What the task asks:
Please answer these questions about the reel engagement thread below:
(a) What is the model number of the GM1000 that Hadendm picked up?
(b) From which company did Desing order a new belt when getting the mower in May?
(c) How much shorter are the wholesale belts Desing ordered after measuring the cut belt?

Text passage:
______________________________
# GM 1000 Reel Engagement Problem



## Hadendm (Jul 28, 2019)

Hey everyone,

Just picked up an older 04052 GM1000. Gave the motor some love and have it running great.

The problem I have is with the reel engagement. The reel spins freely when disengaged and all belts seem normal. However, when I engage the reel the mower bogs down and will not propel forward. If I give it a good shove the reel and rear roller will move and spin but it quickly bogs back down and won't spin.

Anyone have any thoughts? On my driveway, the mower will move and the reel will spin but it's really slow, like 25% power/speed.


----------



## Desing (Apr 4, 2019)

Don't have a solution for you as I am currently investigating this same issue (same model too - 04052).

I believe I have narrowed mine down to the belt slipping. I ordered a new belt from R&R products when I got the mower in May. However, it has seemed to always need more tensions so it may be the incorrect belt.

I recently decided to cut the belt, measure it, and order whole sale belts (to avoid the upcharge from R&R) that are 1.5" shorter. I'm hoping this length reduction will allow me to properly tension the belt.

Before with the old belts, I had the tension adjustments maxed out but I could still remove the belt by hand without reducing tension..


----------



## Hadendm (Jul 28, 2019)

Desing said:


> Don't have a solution for you as I am currently investigating this same issue (same model too - 04052).
> 
> I believe I have narrowed mine down to the belt slipping. I ordered a new belt from R&R products when I got the mower in May. However, it has seemed to always need more tensions so it may be the incorrect belt.
> 
> ...


What belts are you referencing?


----------



## Desing (Apr 4, 2019)

The engine drive belts (#2 below) that run from engine output, through clutch engagement pulley.

My big question that I'm trying to solve is why are the belts slipping (wrong belt, pulley issue, unknown resistance in reel system, etc..) so I'm hoping the new belt can get me through the season.


----------



## dpainter68 (Apr 26, 2017)
______________________________
Excerpts of location labeling data:
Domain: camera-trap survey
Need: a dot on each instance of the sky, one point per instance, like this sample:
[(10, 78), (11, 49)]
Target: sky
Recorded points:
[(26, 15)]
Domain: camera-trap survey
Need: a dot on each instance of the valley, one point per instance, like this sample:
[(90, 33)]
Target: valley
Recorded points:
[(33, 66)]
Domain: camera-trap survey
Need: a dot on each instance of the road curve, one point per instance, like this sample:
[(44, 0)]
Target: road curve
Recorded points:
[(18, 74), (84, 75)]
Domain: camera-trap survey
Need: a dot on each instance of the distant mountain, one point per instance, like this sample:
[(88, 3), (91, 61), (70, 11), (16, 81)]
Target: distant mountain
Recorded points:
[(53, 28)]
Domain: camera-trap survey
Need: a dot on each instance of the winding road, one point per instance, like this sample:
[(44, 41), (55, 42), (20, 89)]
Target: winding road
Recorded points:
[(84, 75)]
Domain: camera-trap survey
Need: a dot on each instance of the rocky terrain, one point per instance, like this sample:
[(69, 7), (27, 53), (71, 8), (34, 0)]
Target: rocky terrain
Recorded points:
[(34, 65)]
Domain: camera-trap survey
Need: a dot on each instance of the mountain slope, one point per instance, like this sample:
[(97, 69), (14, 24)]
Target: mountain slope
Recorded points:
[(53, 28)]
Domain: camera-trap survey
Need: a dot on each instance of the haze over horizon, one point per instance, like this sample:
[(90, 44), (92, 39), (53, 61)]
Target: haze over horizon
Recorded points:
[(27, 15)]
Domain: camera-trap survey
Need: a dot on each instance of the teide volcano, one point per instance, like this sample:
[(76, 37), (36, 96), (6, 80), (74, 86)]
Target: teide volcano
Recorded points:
______________________________
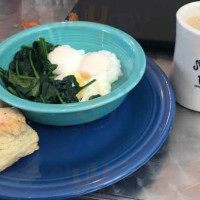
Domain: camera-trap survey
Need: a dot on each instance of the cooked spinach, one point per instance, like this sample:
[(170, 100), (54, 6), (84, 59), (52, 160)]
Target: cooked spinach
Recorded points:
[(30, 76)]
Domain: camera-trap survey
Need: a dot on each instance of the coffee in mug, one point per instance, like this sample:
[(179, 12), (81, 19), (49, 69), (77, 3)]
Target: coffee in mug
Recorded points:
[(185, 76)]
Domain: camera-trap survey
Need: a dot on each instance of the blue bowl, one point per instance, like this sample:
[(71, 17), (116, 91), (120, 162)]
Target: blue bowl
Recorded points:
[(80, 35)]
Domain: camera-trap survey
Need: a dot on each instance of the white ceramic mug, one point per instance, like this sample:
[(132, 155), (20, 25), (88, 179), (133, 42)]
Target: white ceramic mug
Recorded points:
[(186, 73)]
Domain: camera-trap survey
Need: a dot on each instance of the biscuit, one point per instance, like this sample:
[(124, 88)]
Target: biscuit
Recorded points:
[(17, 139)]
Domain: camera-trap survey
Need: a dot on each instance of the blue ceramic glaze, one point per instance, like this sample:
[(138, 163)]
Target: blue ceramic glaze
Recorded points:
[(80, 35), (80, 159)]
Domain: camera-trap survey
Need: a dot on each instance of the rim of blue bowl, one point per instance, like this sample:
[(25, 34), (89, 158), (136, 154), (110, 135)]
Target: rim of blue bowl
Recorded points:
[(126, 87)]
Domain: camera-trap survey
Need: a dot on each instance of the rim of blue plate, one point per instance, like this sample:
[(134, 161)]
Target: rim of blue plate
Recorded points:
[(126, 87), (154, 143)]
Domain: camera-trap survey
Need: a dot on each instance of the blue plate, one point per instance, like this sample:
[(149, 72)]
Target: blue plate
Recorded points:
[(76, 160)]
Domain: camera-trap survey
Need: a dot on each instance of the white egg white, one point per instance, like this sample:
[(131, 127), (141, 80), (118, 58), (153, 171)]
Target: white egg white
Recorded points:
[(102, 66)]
______________________________
Answer for the task:
(a) 04052
(b) R&R products
(c) 1.5" shorter